- **Text passage**:
So, it is not the medium, it is the execution.
The same applies to books in the good old brick-n-mortar world. Some textbooks take you where you want/need to. Other textbooks make you want to claw your eyes out.
Just took a Stanford MOOC on statistical learning. The best part of the course was the PDF textbook that the authors made available free of charge. The videos served to reinforce what I had already read in the textbook, and were by no means a substitute for actually reading the book. But I did appreciate them.
"Anyone who [rips a CD] is probably engaging in copyright infringement." - David O. Carson
Amen Brother! If I wanted to sit through a few hours of bad powerpoint every week, I wouldn't have gone into engineering.
After getting burned on a couple of online courses, I discovered the affordable and approachable Dover books on mathematics and computing. They seem to fit my attention span and learning style better, where I might have to spend a lot of time thinking about a short passage or an equation to understand what's important about it. They're also easier to read when I'm on a plane or at the gym.
Easy Online Role Playing Campaign Management
If you don't want to watch the video -for whatever reason- almost all of the courses provide the text of the close captioning. Download and read that along with any other lecture notes that are available. Better yet, just troll Amazon for the "best" book on the subject as that is all you really want anyway.

- **Directive**: Copy word for word the stretch of the discussion of online courses from "So, it is not" through "did appreciate them.". Rely only on the discussion of online courses.

Excerpts from a location annotation dataset:
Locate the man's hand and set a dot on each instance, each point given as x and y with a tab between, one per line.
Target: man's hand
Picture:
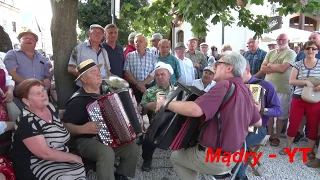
159	104
92	127
47	83
8	96
258	106
196	64
141	87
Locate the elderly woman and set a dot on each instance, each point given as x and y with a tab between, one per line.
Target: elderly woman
308	67
38	149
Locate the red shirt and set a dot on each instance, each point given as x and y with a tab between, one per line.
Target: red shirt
236	116
129	48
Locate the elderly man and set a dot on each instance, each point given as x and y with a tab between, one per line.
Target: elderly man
138	67
115	51
254	55
206	82
236	116
92	49
26	62
272	109
199	59
156	37
277	68
186	66
166	57
76	120
314	36
130	46
163	72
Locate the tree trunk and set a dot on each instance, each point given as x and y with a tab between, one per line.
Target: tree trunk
64	39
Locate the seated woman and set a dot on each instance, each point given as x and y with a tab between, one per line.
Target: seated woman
38	149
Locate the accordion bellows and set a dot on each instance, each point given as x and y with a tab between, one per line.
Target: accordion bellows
119	118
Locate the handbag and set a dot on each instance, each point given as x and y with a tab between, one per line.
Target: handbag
6	168
308	94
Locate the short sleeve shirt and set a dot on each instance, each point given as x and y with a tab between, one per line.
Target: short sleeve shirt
236	116
280	80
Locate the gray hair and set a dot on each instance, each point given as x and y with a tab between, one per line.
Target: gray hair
139	34
238	62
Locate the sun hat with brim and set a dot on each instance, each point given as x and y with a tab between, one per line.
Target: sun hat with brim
85	66
209	68
27	31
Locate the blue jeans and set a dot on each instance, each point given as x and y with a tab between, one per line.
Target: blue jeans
252	139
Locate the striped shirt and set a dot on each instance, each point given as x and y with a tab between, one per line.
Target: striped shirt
306	72
140	66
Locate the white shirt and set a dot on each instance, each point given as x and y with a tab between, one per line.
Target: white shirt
199	84
187	72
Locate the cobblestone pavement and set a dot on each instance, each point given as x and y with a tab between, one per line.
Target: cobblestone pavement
273	169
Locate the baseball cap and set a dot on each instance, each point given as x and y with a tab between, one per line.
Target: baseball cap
156	36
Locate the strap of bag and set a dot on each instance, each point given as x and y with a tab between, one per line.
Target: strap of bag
224	101
105	62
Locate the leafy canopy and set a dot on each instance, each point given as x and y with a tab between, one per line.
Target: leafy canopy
196	12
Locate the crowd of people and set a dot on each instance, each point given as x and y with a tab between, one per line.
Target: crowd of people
40	148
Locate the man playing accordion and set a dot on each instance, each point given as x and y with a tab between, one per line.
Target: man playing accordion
77	122
237	115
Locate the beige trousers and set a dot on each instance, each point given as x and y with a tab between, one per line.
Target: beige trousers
189	163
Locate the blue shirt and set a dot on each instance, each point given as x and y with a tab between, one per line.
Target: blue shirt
116	59
301	55
272	102
173	61
255	60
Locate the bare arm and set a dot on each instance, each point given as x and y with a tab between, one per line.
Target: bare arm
38	146
15	76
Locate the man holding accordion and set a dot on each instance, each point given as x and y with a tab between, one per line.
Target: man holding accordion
237	114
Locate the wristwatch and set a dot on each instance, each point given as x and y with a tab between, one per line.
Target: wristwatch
265	111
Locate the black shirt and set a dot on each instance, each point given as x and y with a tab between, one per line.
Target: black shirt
116	59
76	110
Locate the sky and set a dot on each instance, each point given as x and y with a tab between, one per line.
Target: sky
39	8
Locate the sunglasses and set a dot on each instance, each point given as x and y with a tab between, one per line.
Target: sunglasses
313	48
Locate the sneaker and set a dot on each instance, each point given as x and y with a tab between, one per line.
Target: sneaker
314	163
146	166
298	137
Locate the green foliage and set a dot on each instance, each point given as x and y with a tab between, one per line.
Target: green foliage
99	12
197	12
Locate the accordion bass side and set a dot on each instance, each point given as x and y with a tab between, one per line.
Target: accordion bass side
118	116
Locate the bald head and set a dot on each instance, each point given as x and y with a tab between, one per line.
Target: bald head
314	36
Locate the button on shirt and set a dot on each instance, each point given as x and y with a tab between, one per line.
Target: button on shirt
27	68
187	71
199	84
140	66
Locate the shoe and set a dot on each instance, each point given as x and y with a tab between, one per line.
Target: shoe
245	178
120	177
298	137
314	163
146	166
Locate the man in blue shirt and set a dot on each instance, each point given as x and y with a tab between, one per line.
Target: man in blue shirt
115	51
272	109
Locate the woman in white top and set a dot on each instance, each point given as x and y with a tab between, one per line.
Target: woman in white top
308	67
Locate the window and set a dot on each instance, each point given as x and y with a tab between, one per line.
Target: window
14	26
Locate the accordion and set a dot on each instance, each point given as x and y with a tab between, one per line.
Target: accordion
172	131
118	116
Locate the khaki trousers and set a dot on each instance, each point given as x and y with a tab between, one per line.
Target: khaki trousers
190	162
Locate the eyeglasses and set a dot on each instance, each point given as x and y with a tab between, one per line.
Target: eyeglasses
221	62
313	48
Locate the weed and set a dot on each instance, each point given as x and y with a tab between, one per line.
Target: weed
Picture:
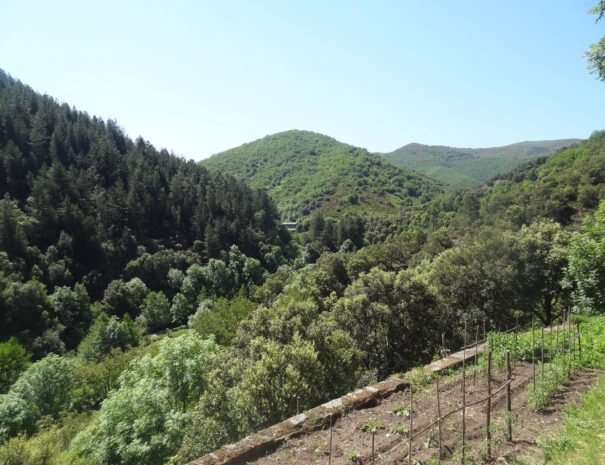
371	426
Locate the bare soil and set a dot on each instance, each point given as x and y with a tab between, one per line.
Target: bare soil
391	447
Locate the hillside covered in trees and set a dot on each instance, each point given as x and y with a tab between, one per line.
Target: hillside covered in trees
306	172
153	311
464	168
89	215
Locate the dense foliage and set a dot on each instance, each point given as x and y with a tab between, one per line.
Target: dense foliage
166	314
88	214
462	168
306	172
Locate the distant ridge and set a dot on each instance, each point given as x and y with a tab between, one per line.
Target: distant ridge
306	172
468	167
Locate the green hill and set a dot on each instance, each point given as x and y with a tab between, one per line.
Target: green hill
464	167
304	172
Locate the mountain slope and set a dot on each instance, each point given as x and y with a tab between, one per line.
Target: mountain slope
463	167
305	171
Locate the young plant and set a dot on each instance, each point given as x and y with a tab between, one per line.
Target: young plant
371	426
399	429
354	457
402	411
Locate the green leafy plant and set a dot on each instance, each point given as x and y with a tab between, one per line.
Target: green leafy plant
399	429
321	449
371	427
402	411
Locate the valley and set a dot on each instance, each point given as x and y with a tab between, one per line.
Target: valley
153	309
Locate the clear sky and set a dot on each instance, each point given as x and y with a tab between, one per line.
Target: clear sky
198	77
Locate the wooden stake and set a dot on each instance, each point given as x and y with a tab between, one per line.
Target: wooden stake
516	332
554	356
542	368
579	341
509	419
488	435
330	445
464	398
439	421
570	342
476	353
411	426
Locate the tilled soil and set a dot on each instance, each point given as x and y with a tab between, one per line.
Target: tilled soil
391	443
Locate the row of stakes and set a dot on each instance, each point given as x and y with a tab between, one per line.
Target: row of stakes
490	394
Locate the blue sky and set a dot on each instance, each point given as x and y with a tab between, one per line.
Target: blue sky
198	77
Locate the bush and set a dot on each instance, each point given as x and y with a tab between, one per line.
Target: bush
143	421
44	389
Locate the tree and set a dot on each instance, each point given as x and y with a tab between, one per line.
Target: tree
144	420
585	274
44	389
393	319
155	312
220	317
596	53
13	360
71	306
107	333
542	250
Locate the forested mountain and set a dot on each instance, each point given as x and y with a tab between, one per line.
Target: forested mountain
306	172
83	205
462	167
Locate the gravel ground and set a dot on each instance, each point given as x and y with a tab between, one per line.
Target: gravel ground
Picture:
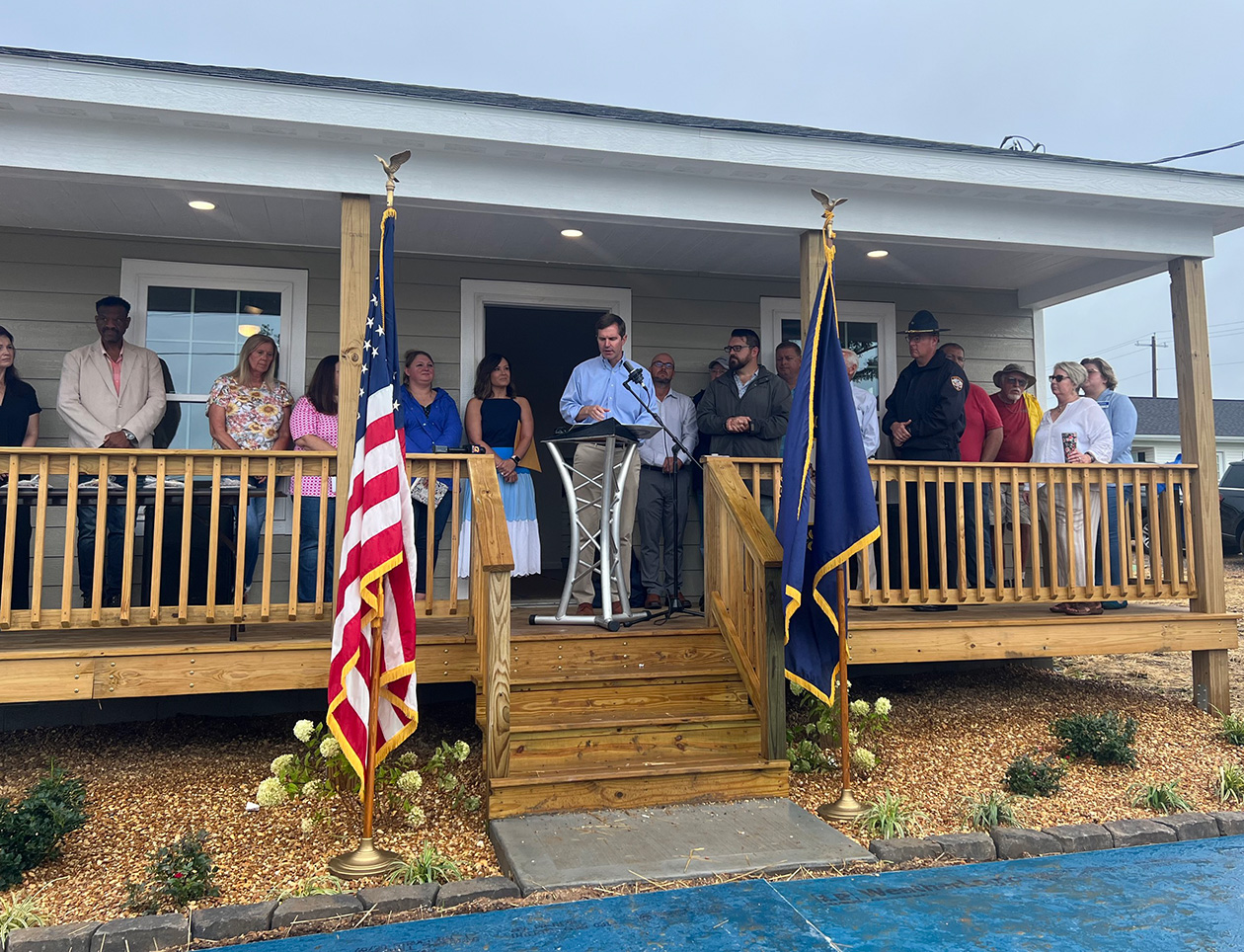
951	737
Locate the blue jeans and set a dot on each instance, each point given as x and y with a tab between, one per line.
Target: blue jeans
309	548
114	548
1113	520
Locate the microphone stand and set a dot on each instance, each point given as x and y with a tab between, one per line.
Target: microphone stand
670	610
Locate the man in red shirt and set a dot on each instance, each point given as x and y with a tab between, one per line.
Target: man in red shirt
981	436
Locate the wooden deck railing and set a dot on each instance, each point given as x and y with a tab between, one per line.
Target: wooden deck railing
182	550
742	595
923	503
492	563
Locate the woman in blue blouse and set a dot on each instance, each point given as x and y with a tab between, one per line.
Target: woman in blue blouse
1121	413
430	421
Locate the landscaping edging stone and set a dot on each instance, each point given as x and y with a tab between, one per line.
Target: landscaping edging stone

- **The answer**:
So, it is not the medium, it is the execution.
The same applies to books in the good old brick-n-mortar world. Some textbooks take you where you want/need to. Other textbooks make you want to claw your eyes out.
Just took a Stanford MOOC on statistical learning. The best part of the course was the PDF textbook that the authors made available free of charge. The videos served to reinforce what I had already read in the textbook, and were by no means a substitute for actually reading the book. But I did appreciate them.